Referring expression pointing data
▬▬▬
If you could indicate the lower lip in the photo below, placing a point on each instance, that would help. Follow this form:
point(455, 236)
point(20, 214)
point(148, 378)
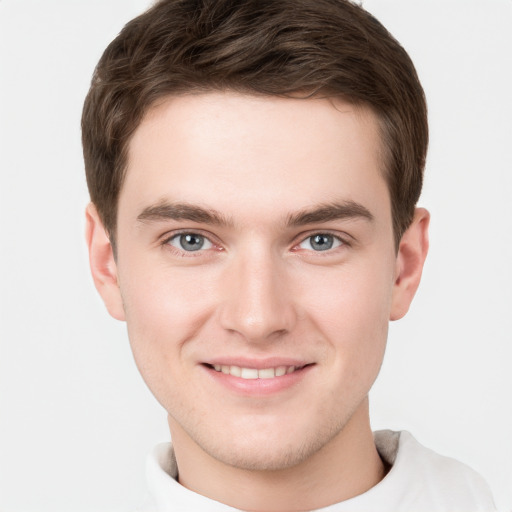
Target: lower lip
point(258, 387)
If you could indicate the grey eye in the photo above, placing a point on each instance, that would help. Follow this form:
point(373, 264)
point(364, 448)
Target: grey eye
point(190, 242)
point(321, 242)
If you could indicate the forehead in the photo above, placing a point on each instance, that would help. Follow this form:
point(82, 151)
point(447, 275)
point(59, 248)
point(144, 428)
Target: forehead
point(232, 151)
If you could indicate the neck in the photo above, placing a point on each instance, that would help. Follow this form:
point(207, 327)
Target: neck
point(347, 466)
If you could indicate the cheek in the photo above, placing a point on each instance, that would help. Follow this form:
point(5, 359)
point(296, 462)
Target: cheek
point(163, 310)
point(351, 310)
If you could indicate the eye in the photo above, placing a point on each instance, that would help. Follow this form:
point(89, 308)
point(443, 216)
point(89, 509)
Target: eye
point(190, 242)
point(321, 242)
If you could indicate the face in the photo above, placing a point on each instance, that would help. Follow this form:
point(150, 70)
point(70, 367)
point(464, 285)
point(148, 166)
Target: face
point(257, 270)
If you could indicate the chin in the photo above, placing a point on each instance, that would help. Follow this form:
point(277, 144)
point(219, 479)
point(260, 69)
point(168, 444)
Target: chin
point(269, 451)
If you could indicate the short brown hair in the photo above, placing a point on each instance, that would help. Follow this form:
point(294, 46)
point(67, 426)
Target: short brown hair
point(270, 47)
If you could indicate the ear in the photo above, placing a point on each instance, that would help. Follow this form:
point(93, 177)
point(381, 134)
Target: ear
point(102, 263)
point(409, 263)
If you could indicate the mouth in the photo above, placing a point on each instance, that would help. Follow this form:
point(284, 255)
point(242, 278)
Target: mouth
point(255, 373)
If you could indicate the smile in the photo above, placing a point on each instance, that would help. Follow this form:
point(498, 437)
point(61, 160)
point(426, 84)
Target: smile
point(253, 373)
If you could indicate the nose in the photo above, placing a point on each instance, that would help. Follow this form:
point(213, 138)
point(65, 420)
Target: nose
point(258, 302)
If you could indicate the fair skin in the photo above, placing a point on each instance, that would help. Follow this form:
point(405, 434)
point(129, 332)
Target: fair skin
point(256, 234)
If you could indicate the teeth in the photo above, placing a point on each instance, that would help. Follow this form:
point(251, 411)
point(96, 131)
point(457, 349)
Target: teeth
point(253, 373)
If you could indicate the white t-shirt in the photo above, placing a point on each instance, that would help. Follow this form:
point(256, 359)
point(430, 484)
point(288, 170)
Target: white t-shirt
point(419, 480)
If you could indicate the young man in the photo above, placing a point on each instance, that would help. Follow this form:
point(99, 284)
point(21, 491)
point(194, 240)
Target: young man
point(254, 168)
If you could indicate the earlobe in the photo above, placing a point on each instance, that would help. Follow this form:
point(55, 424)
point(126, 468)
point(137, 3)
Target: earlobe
point(409, 263)
point(102, 263)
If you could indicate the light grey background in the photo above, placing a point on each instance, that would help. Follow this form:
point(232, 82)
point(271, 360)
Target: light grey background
point(76, 419)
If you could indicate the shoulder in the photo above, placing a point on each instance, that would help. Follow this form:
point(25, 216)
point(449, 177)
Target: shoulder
point(430, 481)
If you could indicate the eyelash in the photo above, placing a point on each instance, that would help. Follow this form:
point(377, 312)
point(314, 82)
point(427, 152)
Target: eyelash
point(181, 252)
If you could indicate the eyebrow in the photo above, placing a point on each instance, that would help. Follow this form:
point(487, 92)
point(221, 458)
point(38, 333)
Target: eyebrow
point(328, 212)
point(183, 211)
point(195, 213)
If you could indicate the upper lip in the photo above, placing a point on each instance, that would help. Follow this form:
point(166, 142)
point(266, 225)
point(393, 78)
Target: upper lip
point(258, 364)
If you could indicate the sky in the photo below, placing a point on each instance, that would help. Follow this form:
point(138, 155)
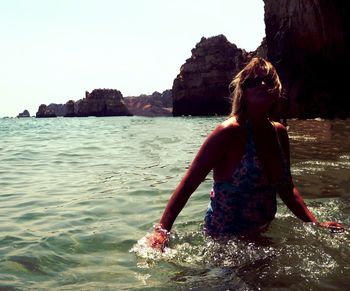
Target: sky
point(52, 51)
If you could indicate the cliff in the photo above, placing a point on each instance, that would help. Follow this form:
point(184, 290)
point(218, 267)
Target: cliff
point(201, 87)
point(45, 112)
point(102, 102)
point(157, 104)
point(308, 42)
point(25, 113)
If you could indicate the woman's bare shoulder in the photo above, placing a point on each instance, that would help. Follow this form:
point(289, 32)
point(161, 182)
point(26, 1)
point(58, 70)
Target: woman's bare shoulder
point(227, 130)
point(230, 125)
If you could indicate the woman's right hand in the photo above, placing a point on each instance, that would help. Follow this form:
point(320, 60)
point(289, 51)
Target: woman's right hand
point(159, 238)
point(332, 226)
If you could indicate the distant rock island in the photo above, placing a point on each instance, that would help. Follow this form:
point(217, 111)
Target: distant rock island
point(100, 102)
point(25, 113)
point(307, 41)
point(156, 104)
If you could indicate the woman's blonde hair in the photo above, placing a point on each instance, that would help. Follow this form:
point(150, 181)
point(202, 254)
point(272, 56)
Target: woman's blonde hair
point(256, 68)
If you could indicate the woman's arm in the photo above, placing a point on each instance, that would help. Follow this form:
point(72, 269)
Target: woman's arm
point(290, 194)
point(210, 153)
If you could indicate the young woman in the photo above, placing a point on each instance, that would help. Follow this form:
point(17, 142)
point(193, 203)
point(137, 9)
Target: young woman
point(249, 156)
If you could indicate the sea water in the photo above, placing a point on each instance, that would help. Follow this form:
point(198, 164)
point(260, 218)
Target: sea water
point(78, 195)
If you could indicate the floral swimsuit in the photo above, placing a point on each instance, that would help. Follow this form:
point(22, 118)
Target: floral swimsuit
point(248, 201)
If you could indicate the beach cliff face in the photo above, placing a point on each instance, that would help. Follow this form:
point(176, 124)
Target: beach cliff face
point(100, 102)
point(201, 87)
point(308, 42)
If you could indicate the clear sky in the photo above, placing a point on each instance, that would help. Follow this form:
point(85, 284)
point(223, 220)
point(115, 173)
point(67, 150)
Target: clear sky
point(55, 50)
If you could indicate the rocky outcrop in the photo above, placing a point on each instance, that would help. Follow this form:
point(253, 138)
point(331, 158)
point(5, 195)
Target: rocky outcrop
point(308, 42)
point(59, 109)
point(102, 102)
point(157, 104)
point(45, 112)
point(201, 87)
point(25, 113)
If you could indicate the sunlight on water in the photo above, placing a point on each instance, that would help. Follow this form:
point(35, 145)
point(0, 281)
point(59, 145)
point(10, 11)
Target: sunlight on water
point(79, 195)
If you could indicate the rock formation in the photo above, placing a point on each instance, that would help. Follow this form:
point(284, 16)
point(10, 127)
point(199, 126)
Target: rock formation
point(201, 87)
point(45, 112)
point(157, 104)
point(25, 113)
point(70, 109)
point(308, 42)
point(102, 102)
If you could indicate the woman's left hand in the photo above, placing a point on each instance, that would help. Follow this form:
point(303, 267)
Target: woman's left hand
point(332, 225)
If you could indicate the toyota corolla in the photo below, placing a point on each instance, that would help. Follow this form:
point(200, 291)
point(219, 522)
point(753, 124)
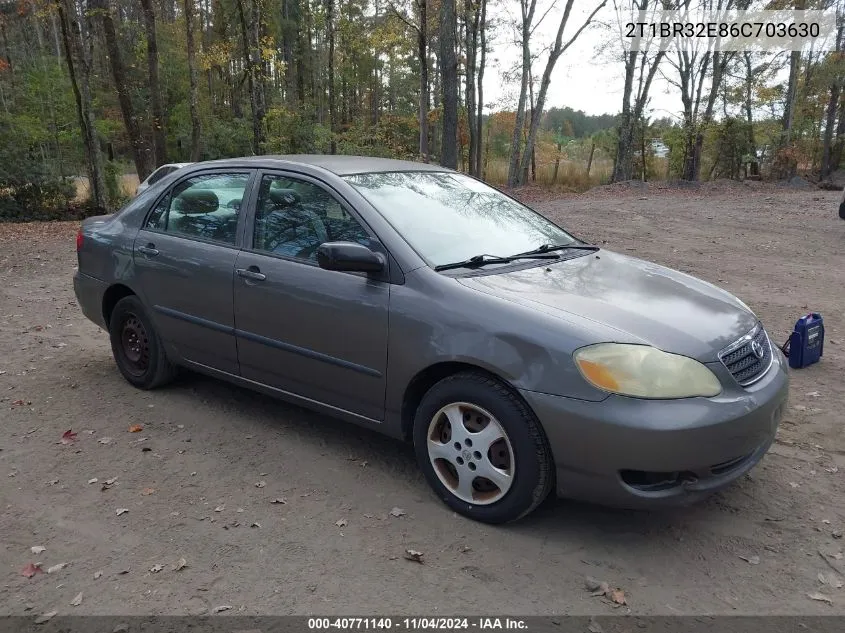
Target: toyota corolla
point(422, 303)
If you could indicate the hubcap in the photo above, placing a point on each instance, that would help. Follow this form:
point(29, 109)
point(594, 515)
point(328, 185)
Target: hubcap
point(471, 453)
point(135, 345)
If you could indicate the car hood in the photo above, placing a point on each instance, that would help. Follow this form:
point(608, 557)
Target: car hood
point(643, 302)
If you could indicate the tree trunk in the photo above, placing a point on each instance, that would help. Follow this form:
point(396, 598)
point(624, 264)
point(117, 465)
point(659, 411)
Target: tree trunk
point(519, 123)
point(830, 119)
point(449, 71)
point(252, 58)
point(479, 122)
point(558, 49)
point(79, 78)
point(422, 56)
point(472, 15)
point(159, 142)
point(140, 150)
point(836, 157)
point(332, 112)
point(196, 130)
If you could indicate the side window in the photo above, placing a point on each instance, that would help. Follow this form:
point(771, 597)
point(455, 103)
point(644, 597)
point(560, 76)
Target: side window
point(204, 207)
point(157, 175)
point(294, 217)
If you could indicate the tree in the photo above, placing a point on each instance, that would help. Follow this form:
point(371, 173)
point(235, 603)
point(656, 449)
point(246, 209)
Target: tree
point(196, 126)
point(557, 50)
point(140, 149)
point(449, 78)
point(159, 142)
point(830, 117)
point(80, 73)
point(641, 64)
point(527, 10)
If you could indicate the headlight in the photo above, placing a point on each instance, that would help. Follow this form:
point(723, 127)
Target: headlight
point(642, 371)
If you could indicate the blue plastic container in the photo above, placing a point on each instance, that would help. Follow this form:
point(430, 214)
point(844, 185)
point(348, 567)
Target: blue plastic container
point(806, 343)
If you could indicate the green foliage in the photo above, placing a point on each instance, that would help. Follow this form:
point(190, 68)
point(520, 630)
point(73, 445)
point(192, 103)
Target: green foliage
point(289, 132)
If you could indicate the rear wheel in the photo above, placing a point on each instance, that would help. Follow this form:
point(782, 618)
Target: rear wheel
point(136, 347)
point(481, 448)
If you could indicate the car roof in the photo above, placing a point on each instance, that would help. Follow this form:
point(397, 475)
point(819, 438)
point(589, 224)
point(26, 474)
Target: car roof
point(340, 165)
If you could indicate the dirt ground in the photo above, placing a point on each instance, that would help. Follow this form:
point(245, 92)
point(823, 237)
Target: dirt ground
point(200, 479)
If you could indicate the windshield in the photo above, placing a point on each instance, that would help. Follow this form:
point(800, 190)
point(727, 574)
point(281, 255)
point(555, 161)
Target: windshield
point(450, 217)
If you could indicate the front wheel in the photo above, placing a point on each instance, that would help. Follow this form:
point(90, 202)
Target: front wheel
point(136, 347)
point(482, 449)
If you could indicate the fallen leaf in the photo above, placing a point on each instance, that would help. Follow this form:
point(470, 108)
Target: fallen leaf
point(596, 587)
point(413, 555)
point(45, 617)
point(617, 596)
point(820, 597)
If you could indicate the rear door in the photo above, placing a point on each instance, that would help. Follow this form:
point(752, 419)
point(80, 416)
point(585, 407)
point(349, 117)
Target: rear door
point(316, 333)
point(185, 258)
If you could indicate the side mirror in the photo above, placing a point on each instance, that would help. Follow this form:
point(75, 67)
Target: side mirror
point(349, 257)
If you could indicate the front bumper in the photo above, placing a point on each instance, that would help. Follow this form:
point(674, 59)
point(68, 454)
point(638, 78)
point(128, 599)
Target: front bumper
point(634, 453)
point(89, 294)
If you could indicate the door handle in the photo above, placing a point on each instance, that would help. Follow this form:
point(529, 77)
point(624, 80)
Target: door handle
point(149, 250)
point(251, 273)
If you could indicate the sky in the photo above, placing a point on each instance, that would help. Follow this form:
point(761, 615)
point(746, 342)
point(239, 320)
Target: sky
point(585, 77)
point(589, 75)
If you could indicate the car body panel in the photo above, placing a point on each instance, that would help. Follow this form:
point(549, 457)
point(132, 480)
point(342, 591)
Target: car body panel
point(188, 287)
point(352, 345)
point(652, 304)
point(664, 436)
point(318, 333)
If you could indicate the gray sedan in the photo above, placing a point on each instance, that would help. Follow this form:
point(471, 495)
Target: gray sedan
point(422, 303)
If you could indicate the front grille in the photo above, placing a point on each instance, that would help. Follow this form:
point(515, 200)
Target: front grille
point(745, 365)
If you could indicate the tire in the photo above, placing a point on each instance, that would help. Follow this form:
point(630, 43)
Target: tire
point(141, 359)
point(478, 400)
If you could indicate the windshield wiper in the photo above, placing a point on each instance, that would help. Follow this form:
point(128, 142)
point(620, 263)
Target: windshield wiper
point(548, 248)
point(482, 260)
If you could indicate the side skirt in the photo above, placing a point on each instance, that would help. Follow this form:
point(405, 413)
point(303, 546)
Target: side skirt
point(307, 403)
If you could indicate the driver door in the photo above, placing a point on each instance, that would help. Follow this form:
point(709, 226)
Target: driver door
point(316, 333)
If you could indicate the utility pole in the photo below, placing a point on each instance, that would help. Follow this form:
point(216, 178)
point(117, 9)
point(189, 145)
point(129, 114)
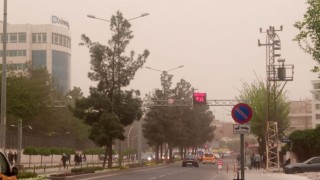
▬▬▬
TASK ITEM: From the first line through the line with "If you could indicate the grey", output those lines of the entries above exactly, and nothing else, with the pictures left out.

EXERCISE RESPONSE:
If you could indicate the lower lip in the photo below, placing a point on each instance, that would help. Follow this form:
point(455, 236)
point(20, 214)
point(148, 378)
Target: lower lip
point(258, 387)
If you could indicate the grey eye in the photo above, placing a point on each instance, that would help. Follow this form:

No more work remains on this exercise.